## Your instructions
Give back the full material, exactly as it reads.

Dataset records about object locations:
BEGIN

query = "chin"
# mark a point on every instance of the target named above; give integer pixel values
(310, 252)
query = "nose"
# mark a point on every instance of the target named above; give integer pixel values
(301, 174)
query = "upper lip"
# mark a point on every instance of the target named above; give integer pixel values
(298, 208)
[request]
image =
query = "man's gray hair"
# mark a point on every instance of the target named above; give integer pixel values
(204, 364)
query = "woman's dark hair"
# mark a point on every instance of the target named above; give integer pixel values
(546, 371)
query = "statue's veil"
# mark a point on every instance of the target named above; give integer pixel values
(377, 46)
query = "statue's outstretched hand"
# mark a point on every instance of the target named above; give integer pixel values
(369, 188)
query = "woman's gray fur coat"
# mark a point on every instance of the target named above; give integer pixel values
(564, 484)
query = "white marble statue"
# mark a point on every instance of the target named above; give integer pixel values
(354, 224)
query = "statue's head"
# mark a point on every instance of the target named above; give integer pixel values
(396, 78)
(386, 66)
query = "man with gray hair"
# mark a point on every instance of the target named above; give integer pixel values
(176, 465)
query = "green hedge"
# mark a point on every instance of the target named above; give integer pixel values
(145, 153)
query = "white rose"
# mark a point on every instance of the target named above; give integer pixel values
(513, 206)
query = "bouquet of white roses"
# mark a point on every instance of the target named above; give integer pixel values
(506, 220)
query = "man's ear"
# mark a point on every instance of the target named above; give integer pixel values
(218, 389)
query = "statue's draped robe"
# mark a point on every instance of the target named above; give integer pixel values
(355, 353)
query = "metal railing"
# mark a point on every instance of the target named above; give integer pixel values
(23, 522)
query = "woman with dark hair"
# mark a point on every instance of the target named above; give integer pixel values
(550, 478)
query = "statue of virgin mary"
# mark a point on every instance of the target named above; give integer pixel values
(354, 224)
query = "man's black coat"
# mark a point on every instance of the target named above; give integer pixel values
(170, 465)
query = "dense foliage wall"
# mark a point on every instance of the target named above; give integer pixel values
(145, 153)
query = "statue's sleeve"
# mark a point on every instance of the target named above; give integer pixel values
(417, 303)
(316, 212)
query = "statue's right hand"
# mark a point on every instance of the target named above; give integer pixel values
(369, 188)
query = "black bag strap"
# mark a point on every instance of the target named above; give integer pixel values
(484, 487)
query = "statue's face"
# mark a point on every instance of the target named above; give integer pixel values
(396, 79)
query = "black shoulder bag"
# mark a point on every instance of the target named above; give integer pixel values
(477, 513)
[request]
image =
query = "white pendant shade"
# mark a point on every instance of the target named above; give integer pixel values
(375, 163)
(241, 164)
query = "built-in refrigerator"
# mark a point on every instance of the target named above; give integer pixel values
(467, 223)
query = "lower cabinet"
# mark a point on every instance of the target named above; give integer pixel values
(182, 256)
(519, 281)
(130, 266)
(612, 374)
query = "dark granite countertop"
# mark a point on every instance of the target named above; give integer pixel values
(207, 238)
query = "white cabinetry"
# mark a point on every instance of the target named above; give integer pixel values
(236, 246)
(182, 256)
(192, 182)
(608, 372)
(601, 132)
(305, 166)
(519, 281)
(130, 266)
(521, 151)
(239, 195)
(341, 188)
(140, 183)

END

## Expected output
query = "chin"
# mark a point on every instance of the target named above; give integer pixel values
(310, 252)
query = "nose"
# mark a point on every instance of the target named above; give integer pixel values
(301, 174)
query = "upper lip"
# mark a point on every instance of the target named above; give integer pixel values
(298, 208)
[request]
image =
query = "man's gray hair"
# mark a point on every instance of the target named above; give integer pixel values
(204, 364)
query = "woman's dark hair"
# mark a point on every instance of the target named above; give integer pixel values
(546, 371)
query = "statue's veil"
# mark a point on every instance of the target named above; give integer pixel values
(377, 46)
query = "statue's outstretched hand"
# mark a point on every instance of the target named above; give integer pixel values
(369, 188)
query = "woman's gray fur coat"
# mark a point on every instance of the target named above; give integer pixel values
(564, 484)
query = "white marble statue"
# mark a point on every instance of the target named above; give integer pixel values
(354, 224)
query = "statue's head"
# mark a point on every instance of the target named above; give integer pixel values
(396, 78)
(386, 66)
query = "man with gray hair"
# mark a point on every instance of the target named above; give integer pixel values
(176, 465)
query = "green hedge"
# mark a point on every instance of the target named above; give integer pixel values
(145, 153)
query = "white rose"
# mark a point on every instance of the target named above; give integer pixel values
(513, 206)
query = "bouquet of white roses"
# mark a point on every instance of the target named above; give integer pixel values
(506, 220)
query = "man's ear"
# mark a point on every instance of the target named above; give integer pixel values
(218, 389)
query = "statue's draped robe"
# mark a point on every instance of the target named above; give integer pixel values
(355, 353)
query = "metal railing"
# mark a point on every instance of the target named above; give integer pixel values
(23, 522)
query = "woman with dark hair"
# mark a point on every instance of the target named above; give integer pixel values
(550, 478)
query = "statue of virgin mary"
# mark a point on every instance of the target named above; give integer pixel values
(354, 224)
query = "man's black coat"
# mark a point on every instance of the target named above; give integer pixel values
(170, 465)
query = "dense foliage wall"
# mark a point on every instance of the target named above; give integer pixel values
(145, 153)
query = "statue's sleeve"
# mark a point on every instance of the target named above; give integer pixel values
(417, 303)
(316, 212)
query = "statue's right hand"
# mark a point on every instance of the target named above; give integer pixel values
(369, 188)
query = "black bag strap"
# mark a point on every instance of the target named above; give integer pixel values
(484, 487)
query = "statue's face"
# mark a point on every instance of the target named above; give integer pixel values
(396, 79)
query = "black shoulder bag"
# mark a point on every instance of the target named above; give integer pixel values
(477, 513)
[request]
image =
query = "white pendant shade"
# mark a point on every instance of the target named above; give integer pixel values
(375, 163)
(241, 164)
query = "built-in refrigerator"
# mark a point on every instance of the target named above; give integer pixel values
(467, 223)
query = "lower cabinet"
# mark a point on every instance of the target named above; give integer pixel values
(182, 256)
(519, 281)
(130, 266)
(612, 374)
query = "dark granite countertop"
# mark a point on every instance of the target named above; give integer pixel values
(207, 238)
query = "white cabinetry"
# mark a point on every instance of the target named above; give integer pixel values
(236, 246)
(182, 256)
(192, 182)
(608, 372)
(601, 132)
(305, 166)
(519, 281)
(130, 266)
(521, 151)
(239, 195)
(341, 188)
(140, 183)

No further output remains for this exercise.